*Task description*
Present every line of the material below as a numbered list, omitting any blank lines.

*Given entries*
:::::

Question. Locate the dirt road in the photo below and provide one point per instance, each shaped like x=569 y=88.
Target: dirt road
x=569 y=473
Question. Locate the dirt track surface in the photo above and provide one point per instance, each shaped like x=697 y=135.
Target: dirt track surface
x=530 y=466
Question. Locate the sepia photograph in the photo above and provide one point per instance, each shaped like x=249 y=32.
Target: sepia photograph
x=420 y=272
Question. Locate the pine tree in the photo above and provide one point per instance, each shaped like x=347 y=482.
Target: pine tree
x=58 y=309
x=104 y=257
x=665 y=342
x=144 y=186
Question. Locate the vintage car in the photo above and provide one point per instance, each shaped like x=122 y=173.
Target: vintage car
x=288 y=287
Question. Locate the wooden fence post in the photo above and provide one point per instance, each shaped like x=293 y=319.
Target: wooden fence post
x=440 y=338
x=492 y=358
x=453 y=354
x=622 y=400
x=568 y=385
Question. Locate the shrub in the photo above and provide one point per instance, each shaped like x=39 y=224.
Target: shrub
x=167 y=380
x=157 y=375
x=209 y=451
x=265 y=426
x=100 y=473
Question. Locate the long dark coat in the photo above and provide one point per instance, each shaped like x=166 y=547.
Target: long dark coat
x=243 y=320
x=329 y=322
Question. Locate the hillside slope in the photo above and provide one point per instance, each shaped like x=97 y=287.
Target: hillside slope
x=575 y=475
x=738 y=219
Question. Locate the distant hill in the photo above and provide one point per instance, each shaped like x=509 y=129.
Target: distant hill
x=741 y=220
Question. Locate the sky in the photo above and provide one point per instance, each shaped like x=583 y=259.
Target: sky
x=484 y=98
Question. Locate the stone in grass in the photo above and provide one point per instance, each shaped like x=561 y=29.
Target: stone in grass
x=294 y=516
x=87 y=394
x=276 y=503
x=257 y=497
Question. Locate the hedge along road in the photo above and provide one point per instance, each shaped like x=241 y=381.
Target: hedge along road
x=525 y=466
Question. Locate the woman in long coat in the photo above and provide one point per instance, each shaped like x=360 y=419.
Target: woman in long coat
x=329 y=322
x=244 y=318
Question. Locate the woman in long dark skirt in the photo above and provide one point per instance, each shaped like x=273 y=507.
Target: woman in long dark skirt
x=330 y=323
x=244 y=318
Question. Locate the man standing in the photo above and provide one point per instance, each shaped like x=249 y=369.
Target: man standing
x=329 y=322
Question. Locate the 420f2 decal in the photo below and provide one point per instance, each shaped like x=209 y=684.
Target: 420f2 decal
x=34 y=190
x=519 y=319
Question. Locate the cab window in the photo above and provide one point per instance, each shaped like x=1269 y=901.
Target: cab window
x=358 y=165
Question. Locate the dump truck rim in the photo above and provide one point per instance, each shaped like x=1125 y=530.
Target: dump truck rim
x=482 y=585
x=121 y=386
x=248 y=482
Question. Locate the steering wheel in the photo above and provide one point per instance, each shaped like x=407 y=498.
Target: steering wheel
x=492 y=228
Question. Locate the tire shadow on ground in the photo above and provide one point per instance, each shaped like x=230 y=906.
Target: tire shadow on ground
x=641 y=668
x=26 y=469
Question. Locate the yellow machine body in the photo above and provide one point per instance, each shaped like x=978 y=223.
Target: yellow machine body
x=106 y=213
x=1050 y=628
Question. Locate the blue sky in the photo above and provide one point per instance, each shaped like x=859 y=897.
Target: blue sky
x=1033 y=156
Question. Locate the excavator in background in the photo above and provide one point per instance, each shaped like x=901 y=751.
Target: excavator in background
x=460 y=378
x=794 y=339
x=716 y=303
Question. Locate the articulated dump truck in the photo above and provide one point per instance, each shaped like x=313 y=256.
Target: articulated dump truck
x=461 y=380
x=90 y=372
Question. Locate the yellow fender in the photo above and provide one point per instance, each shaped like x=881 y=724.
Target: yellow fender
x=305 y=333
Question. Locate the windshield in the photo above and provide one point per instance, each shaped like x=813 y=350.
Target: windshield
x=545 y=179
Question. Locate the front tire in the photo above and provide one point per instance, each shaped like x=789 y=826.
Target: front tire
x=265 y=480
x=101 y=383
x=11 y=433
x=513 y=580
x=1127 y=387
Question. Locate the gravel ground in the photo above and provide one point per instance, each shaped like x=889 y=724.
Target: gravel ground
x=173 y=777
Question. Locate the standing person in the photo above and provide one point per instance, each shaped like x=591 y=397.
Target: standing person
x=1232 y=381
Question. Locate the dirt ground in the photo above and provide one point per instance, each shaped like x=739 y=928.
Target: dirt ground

:::::

*Task response*
1. Question. Locate the dirt road in the photo below and provide one point per instance, each shaped like x=569 y=88.
2. Target: dirt road
3. x=569 y=473
4. Question. Locate the dirt track surface in the photo above and provide one point per instance, each shaped like x=697 y=135.
5. Target: dirt track surface
6. x=530 y=466
7. Question. Locate the sepia photograph in the photo above and provide one point per instance, each shaped like x=249 y=32.
8. Target: sepia photograph
9. x=420 y=272
10. Question. Locate the pine tree in the photo above and provide one point per instance, each shaped like x=347 y=482.
11. Target: pine tree
12. x=58 y=309
13. x=104 y=257
14. x=665 y=342
15. x=144 y=186
16. Question. Locate the vintage car in the photo above and provide one point per instance, each shaped like x=122 y=173.
17. Target: vintage car
18. x=288 y=287
19. Question. Locate the wooden fence post in the photo above and provide one point per instance, each shaped like x=293 y=319.
20. Target: wooden fence post
21. x=440 y=338
22. x=492 y=358
23. x=453 y=354
24. x=622 y=400
25. x=568 y=385
26. Question. Locate the shrub in the photo above and provide one point per instance, each shaped like x=39 y=224.
27. Target: shrub
28. x=167 y=380
29. x=157 y=375
30. x=209 y=451
31. x=265 y=426
32. x=100 y=473
33. Question. Locate the long dark coat in the photo above and provide one point per instance, each shaped like x=166 y=547.
34. Target: long dark coat
35. x=243 y=320
36. x=329 y=322
37. Question. Locate the hillside slope in the photo above and provide one point per instance, each shaped like x=97 y=287.
38. Target: hillside slope
39. x=575 y=475
40. x=738 y=219
41. Question. Locate the distant hill in the photo above and provide one point per instance, each shaped like x=509 y=129.
42. Target: distant hill
43. x=741 y=220
44. Question. Locate the sky in the photo above and provide one point per instance, each shaped like x=583 y=259.
45. Target: sky
46. x=484 y=98
47. Question. Locate the stone in grass in the photo above and provide one point per instance, each shaped like x=561 y=29.
48. Target: stone in grass
49. x=294 y=516
50. x=87 y=394
51. x=276 y=503
52. x=257 y=497
53. Question. Locate the hedge along road in the photo above and provide one point per instance, each shaped like x=241 y=381.
54. Target: hedge along road
55. x=525 y=466
56. Question. Locate the woman in long coat in the photo above and provide one point per instance, each shaped like x=360 y=419.
57. Target: woman in long coat
58. x=329 y=322
59. x=244 y=318
60. Question. Locate the woman in long dark skirt in the photo above and provide one point per instance, each shaped like x=273 y=507.
61. Target: woman in long dark skirt
62. x=330 y=323
63. x=244 y=318
64. Question. Locate the man standing in the photo above and provide one point per instance, each shaped like x=249 y=369.
65. Target: man standing
66. x=329 y=322
67. Question. Locate the 420f2 decal in the photo below and provide one point per instance, each shaped like x=209 y=684.
68. Target: 420f2 decal
69. x=34 y=190
70. x=519 y=319
71. Question. Locate the cab window in the photo above and provide one point per instance, each shaped like x=1269 y=901.
72. Target: cab window
73. x=358 y=165
74. Question. Locate the dump truck rim in the photo above and provide one point per instance, each shaped like x=1125 y=530.
75. Target: dump truck rim
76. x=482 y=585
77. x=121 y=386
78. x=248 y=482
79. Question. Locate the steering wheel in the photo above and provide one point per instance, each shaped like x=407 y=498.
80. Target: steering wheel
81. x=492 y=228
82. Question. Locate the tire shadow on ground in the photo above and provide one point per instance, each shaped like x=230 y=906.
83. Target: tire shadow on ground
84. x=641 y=668
85. x=26 y=469
86. Question. Locate the yellow machine body in the photo above and provide one point per instance, each shaped like x=978 y=223.
87. Target: yellow machine body
88. x=106 y=213
89. x=1050 y=628
90. Question. Locate the blue sky in the photo above and provide one point per instance, each shaped like x=859 y=897.
91. Target: blue sky
92. x=1033 y=156
93. Question. Locate the excavator in background in the photo above and provide one point per instance, each shaped like x=901 y=751.
94. Target: excavator in background
95. x=460 y=378
96. x=794 y=339
97. x=716 y=303
98. Question. Locate the articulated dump truck in the photo above and provide one point per instance, each shaped like x=313 y=256.
99. Target: articulated dump truck
100. x=461 y=380
101. x=90 y=372
102. Question. Locate the yellow fender in the photo above and provide one point per instance, each shaped like x=881 y=724.
103. Target: yellow fender
104. x=305 y=333
105. Question. Locate the windshield in the photo above and provide one point per instance, each shaped like x=813 y=350.
106. Target: windshield
107. x=545 y=179
108. Question. Locate the front tire in the photo above and provide one point per instance, each shaped like x=789 y=826.
109. Target: front tire
110. x=265 y=480
111. x=101 y=383
112. x=11 y=433
113. x=513 y=580
114. x=1127 y=387
115. Question. Locate the gravel ground in the photo above and provide one point per instance, each shaped like x=889 y=724.
116. Target: gravel ground
117. x=173 y=777
118. Question. Locate the standing person in the photo above and provide one point per instance, each shaped like x=591 y=397.
119. Target: standing person
120. x=1232 y=381
121. Question. Locate the dirt ground in the photo above and provide one point per instance, each shaped like x=739 y=928.
122. Target: dirt ground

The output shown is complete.